> _Activity_
Would you restate all the entries exactly, leaving nothing out?

Source records
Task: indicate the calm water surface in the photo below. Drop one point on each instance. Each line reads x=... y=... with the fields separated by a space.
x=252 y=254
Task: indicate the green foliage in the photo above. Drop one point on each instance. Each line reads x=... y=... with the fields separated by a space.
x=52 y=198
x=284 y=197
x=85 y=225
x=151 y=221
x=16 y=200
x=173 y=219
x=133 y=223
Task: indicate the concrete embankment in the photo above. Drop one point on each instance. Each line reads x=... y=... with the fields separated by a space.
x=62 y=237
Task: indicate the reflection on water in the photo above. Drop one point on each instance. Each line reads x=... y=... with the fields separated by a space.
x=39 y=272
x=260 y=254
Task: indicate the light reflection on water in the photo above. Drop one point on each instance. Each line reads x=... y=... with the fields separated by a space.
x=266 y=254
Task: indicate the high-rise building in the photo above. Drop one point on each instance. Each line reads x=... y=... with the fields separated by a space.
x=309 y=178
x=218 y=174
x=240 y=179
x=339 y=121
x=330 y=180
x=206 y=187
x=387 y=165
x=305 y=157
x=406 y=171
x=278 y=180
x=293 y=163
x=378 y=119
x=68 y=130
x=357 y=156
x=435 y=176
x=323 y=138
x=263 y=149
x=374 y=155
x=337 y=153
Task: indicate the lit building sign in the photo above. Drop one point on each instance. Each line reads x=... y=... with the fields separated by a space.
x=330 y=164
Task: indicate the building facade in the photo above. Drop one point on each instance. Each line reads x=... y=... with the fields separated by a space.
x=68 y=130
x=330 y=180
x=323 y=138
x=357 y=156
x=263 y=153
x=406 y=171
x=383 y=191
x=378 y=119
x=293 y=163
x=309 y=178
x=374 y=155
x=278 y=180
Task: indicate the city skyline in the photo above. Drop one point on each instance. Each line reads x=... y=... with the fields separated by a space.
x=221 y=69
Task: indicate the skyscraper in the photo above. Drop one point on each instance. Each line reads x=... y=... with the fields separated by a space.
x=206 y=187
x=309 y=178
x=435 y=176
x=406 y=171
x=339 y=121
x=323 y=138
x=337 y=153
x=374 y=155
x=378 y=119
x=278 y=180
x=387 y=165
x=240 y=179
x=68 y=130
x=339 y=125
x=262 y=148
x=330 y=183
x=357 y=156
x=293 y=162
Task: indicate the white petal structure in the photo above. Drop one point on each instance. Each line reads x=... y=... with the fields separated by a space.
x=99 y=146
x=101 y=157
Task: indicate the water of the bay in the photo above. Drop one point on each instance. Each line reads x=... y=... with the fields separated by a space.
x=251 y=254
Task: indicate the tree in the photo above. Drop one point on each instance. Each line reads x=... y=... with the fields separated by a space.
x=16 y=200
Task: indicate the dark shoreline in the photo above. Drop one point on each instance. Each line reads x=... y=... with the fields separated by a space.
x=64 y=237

> _Reply to the task_
Task: indicate the calm water surface in the photo below. Drop one point on each instance. Each line reads x=... y=... with the fields separated by a space.
x=252 y=254
Task: indicate the green foliage in the photo above. Drop one point on each instance. Each line reads x=... y=... with the fields separated by a space.
x=52 y=198
x=284 y=197
x=85 y=225
x=151 y=221
x=16 y=200
x=173 y=219
x=133 y=223
Task: indicate the concrete embankment in the photo above. Drop one point on each instance. Each line reads x=... y=... with the fields separated by a space.
x=62 y=237
Task: indicate the reflection on water in the photo above. Drop one point on each instance. Each line reads x=... y=... with the fields separated by a space.
x=39 y=272
x=260 y=254
Task: indicate the light reflection on water in the photo above. Drop one point on each instance. Each line reads x=... y=... with the fields separated by a space.
x=266 y=254
Task: indicate the high-rise building in the photo above. Drop one point on each instance. Each line reads x=... y=... with the fields separated by a space.
x=309 y=178
x=218 y=174
x=240 y=179
x=339 y=121
x=330 y=180
x=206 y=187
x=387 y=165
x=305 y=157
x=406 y=171
x=278 y=180
x=293 y=163
x=378 y=119
x=68 y=130
x=357 y=156
x=435 y=176
x=323 y=138
x=263 y=149
x=374 y=155
x=337 y=153
Task: indicate the lit building sign in the photo above. Drop one point on each instance. Each line reads x=... y=... with the fields separated by a space.
x=330 y=164
Task: indicate the building facade in the photo above. Drop one point on each instance. Each line reads x=... y=... with the fields separated by a space.
x=68 y=130
x=330 y=180
x=323 y=138
x=357 y=156
x=263 y=153
x=406 y=171
x=383 y=191
x=378 y=119
x=293 y=163
x=309 y=178
x=374 y=155
x=278 y=180
Task: indicate the city skyline in the photo above. Drop one point on each instance. Each line reads x=... y=... with the fields separated by a space.
x=221 y=69
Task: indicate the skyscraper in the photo above. Drop one point on each instance. Each line reads x=... y=... with the fields separated by a space.
x=206 y=187
x=309 y=178
x=435 y=176
x=406 y=171
x=339 y=121
x=323 y=138
x=337 y=153
x=374 y=155
x=378 y=119
x=278 y=180
x=387 y=165
x=240 y=179
x=68 y=130
x=339 y=125
x=262 y=148
x=330 y=183
x=357 y=156
x=293 y=162
Task: indicate the white petal structure in the photo above. Drop one point on each instance. Each line reads x=... y=... with the fields separated by a space.
x=99 y=146
x=101 y=157
Task: indicate the water of the bay in the photo above. Drop one point on each instance. Each line reads x=... y=... with the fields separated by a space.
x=251 y=254
Task: indicate the tree in the photo above. Drop one point on each instance. Each line reads x=... y=... with the fields separated by a space.
x=16 y=200
Task: indicate the dark shoreline in the photo above. Drop one point on each instance. Each line reads x=... y=... with the fields separated by a space.
x=64 y=237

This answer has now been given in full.